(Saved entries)
....................

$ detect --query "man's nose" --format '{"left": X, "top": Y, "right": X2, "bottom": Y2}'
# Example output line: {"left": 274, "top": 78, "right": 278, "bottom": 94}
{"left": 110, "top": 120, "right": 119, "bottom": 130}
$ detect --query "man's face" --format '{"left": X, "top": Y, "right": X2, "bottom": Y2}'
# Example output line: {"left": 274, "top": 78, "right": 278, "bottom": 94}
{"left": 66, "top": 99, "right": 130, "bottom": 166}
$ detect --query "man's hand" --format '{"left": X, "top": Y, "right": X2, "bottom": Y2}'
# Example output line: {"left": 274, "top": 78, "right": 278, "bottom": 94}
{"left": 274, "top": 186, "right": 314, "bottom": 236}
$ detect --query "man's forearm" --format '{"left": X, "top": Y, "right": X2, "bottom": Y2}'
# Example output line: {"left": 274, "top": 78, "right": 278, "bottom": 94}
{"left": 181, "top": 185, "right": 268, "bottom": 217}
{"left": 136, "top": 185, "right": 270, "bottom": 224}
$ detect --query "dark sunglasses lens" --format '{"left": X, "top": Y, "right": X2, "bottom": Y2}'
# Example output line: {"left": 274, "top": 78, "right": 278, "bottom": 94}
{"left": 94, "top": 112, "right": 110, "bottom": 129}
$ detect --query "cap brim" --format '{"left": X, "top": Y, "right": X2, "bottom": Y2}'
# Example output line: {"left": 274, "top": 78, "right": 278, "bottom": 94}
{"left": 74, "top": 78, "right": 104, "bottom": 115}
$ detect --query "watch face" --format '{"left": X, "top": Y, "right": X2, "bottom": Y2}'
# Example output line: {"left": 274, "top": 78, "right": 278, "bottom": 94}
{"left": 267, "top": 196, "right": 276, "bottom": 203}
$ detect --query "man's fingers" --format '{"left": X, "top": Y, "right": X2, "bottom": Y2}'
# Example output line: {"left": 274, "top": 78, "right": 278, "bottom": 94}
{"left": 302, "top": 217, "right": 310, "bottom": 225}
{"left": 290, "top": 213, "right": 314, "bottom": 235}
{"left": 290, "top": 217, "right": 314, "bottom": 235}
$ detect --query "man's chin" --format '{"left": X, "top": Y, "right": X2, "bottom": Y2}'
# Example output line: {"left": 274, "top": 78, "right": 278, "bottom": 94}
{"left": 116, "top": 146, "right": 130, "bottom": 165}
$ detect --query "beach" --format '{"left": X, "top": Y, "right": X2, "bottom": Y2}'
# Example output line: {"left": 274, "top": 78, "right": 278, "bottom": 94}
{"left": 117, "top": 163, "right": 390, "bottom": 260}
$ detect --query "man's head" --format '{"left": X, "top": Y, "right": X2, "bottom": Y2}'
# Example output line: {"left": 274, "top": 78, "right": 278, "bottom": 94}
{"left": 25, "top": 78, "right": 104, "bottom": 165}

....................

_Brief:_
Each line that holds the string "face" is to be copied from the entries above.

_Answer section:_
$ detect --query "man's face" --format '{"left": X, "top": Y, "right": X2, "bottom": Y2}'
$ detect --query "watch face" --format '{"left": X, "top": Y, "right": X2, "bottom": Y2}'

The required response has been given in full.